O facto de Guaidó ser apoiado por Trump, com quem terá acertado a sua fulgurante entrada em cena, parece explicar a recusa de algumas forças políticas em reconhecer a sua legitimidade como Presidente interino da Venezuela. Só que há aqui uma grande dose de má-fé, incurável cegueira ideológica (é o caso do PCP) e crónica hipocrisia política (caso do Bloco de Esquerda), já que Guaidó, para além das reservas que possa suscitar, é a única alternativa que existe a Maduro – um déspota destituído de legitimidade democrática – e a única garantia de realização de eleições livres naquele país.
Guaidó intitula-se Presidente interino precisamente porque representa um Parlamento saído de um acto legislativo legítimo que Maduro e a respectiva trupe se recusaram a aceitar – e a sua autoridade transitória é a única que resta para proporcionar a convocação de eleições. Se o PCP, refém irremediável dos seus eternos reflexos "anti-imperialistas", é definitivamente um caso perdido, já o Bloco padece da clássica postura de Pilatos, lavando as mãos quando se coloca a necessidade de escolher entre duas alternativas que não correspondem à sua enviesada perspectiva "politicamente correcta". Qual seria então a possibilidade de convocar eleições livres – como advoga também o Bloco –, se não houver alguém que protagonize essa possibilidade além de Guaidó? Não se trata, contrariamente ao que pretendem os bloquistas, de reconhecer a mera legitimidade de Guaidó como Presidente interino mas o seu papel como único protagonista da convocação desse acto eleitoral.

----

LISTA DE TAREFAS:
[A] Segundo o excerto sobre Guaidó, por que razão se intitula ele Presidente interino?
[B] Prolongue o texto sobre Guaidó e a Venezuela a partir do ponto em que termina.

(Itens de uma coleção de rotulagem)
----

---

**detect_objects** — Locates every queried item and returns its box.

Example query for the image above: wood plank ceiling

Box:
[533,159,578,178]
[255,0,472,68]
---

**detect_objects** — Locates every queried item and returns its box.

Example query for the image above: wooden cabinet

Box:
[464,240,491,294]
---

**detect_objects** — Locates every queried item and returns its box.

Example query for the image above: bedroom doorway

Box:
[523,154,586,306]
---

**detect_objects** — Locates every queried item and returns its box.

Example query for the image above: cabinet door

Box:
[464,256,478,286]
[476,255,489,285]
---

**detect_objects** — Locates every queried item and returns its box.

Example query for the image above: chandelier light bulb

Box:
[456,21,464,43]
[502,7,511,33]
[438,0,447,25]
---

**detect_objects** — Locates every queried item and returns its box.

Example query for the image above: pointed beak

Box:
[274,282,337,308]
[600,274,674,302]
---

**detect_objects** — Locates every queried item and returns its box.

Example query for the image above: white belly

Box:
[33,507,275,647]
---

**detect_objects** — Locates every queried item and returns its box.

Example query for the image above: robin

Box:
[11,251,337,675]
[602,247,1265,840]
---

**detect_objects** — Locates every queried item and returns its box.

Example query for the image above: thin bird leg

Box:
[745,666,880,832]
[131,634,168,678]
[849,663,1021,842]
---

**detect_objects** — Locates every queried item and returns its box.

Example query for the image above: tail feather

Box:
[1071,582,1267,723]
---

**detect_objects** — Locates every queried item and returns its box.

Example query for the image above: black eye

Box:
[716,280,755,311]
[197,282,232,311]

----

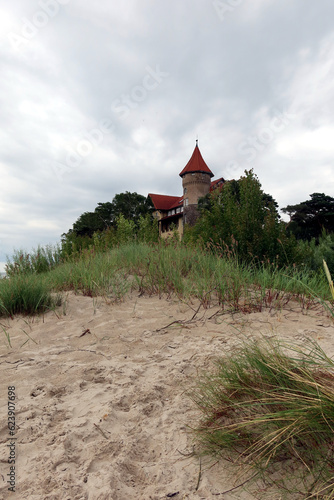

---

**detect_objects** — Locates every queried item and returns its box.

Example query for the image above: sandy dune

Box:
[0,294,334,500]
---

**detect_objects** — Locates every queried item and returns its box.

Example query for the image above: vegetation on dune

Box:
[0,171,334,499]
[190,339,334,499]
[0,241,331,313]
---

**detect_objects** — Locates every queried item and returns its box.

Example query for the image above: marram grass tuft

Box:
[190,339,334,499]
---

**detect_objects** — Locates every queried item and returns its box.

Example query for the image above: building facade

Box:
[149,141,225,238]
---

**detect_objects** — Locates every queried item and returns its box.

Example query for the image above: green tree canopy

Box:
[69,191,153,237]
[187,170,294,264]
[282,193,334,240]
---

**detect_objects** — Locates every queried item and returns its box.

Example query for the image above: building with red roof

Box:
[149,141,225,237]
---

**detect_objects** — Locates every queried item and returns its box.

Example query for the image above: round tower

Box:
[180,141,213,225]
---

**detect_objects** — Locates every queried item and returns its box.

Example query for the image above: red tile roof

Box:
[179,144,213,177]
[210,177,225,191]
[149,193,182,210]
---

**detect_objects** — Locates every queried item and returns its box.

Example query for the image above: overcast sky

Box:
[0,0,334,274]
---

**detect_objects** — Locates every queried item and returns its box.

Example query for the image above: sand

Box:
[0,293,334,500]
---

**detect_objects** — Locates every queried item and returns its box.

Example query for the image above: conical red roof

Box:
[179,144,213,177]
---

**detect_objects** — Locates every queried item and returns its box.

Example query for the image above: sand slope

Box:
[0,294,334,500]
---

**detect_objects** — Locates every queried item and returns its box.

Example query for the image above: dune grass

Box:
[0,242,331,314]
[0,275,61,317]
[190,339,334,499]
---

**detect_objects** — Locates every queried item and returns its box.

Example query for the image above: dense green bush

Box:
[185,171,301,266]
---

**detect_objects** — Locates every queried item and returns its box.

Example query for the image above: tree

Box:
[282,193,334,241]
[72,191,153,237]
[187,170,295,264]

----

RESPOSTAS:
[A] Porque representa um Parlamento saído de um acto legislativo legítimo que Maduro e a respectiva trupe se recusaram a aceitar.

[B]
Guaidó não poderia avançar se não tivesse apoio americano? Qual seria então a alternativa? A de deixar a situação venezuelana apodrecer até ao caos e desespero absolutos? Eis um exemplo de que, por vezes, não há soluções quimicamente puras para ultrapassar becos sem saída. Para já é imperativo que Maduro saia de cena e, depois, que a Venezuela possa reencontrar-se com a democracia e se levem a cabo programas de governo que respondam minimamente às aspirações de um povo desesperado.
P.S. – Chamo a atenção para os recentes artigos de José Pedro Teixeira Fernandes no PÚBLICO online, excelentemente documentados sobre a questão do petróleo venezuelano. Quando teremos o gosto de o ler mais regularmente – ainda que em versões mais curtas – na edição em papel?